▶ [To be done]
Reproduce without change every line from the one containing "Reviewer note: check that each instance of the window glass" down to the final line below, both ends included.

▶ [Records supplied]
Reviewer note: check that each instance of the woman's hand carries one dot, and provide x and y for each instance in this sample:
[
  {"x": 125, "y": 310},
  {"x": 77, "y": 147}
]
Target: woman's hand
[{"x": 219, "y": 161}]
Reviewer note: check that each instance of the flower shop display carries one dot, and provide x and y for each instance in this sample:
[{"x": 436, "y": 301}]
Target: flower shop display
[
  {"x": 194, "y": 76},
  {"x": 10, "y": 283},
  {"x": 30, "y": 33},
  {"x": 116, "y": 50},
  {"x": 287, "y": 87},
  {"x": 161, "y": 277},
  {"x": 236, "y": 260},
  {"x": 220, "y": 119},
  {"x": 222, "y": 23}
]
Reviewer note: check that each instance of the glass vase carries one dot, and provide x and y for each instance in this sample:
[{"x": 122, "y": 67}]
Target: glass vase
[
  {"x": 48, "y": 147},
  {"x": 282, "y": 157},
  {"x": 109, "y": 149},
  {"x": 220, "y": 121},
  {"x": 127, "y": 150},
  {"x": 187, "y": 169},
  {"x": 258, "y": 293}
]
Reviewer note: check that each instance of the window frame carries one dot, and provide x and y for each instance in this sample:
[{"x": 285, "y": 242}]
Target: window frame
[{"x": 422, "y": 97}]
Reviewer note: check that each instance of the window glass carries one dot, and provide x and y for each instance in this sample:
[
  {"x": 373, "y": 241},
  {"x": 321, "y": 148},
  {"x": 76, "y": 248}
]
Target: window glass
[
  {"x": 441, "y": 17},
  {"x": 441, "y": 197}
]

▶ [Written solution]
Reviewer note: check that each instance of the window glass carries one dot, and provide x and y for each instance in this sample:
[
  {"x": 373, "y": 241},
  {"x": 321, "y": 148},
  {"x": 76, "y": 248}
]
Target: window glass
[
  {"x": 441, "y": 17},
  {"x": 441, "y": 197}
]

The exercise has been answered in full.